■ Work order
Go line by line through the data and copy those with the word "each".

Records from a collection
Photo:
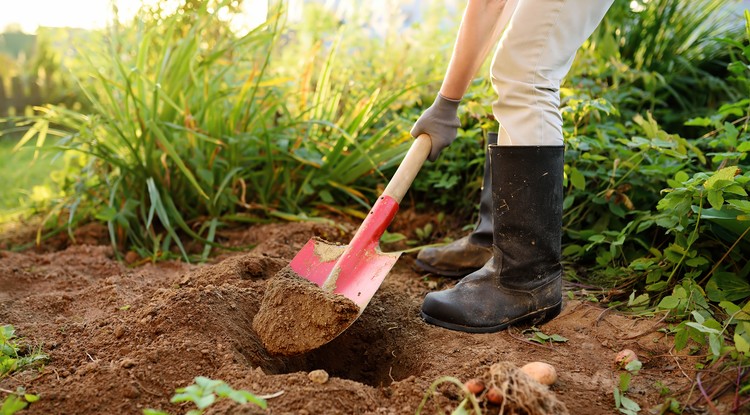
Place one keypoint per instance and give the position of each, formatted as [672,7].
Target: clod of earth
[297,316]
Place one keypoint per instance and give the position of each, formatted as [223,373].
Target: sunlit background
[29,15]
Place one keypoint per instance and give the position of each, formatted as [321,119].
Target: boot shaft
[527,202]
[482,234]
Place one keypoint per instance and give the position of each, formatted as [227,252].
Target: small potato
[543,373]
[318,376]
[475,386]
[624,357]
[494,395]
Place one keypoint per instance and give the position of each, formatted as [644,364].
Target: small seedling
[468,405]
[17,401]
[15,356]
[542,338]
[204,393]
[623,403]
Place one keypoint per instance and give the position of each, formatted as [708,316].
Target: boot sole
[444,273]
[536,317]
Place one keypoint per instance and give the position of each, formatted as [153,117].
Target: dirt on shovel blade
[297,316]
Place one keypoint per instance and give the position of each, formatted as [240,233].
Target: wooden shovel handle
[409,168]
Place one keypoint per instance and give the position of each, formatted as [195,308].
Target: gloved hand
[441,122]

■ Exercise solution
Place one keypoint per instance and give the position of each, formatted as [672,7].
Place one keypoint per instance and give the position of each, formatted as [223,373].
Place one keypoint per instance and give the position of each, formatted as [321,119].
Place one keypoint per instance and give the position of each, formatted as [227,252].
Place one keypoint per instance and give the position of each, formatted as [644,364].
Place one keypoint per instance and give the position of each, formatted as [708,316].
Place one keypoint per instance and give the position of each, formatted as [153,117].
Place one keypoint per instance and give the position of each, formatted as [240,233].
Place one keypoint per instance and give the position of each, formatted as [195,308].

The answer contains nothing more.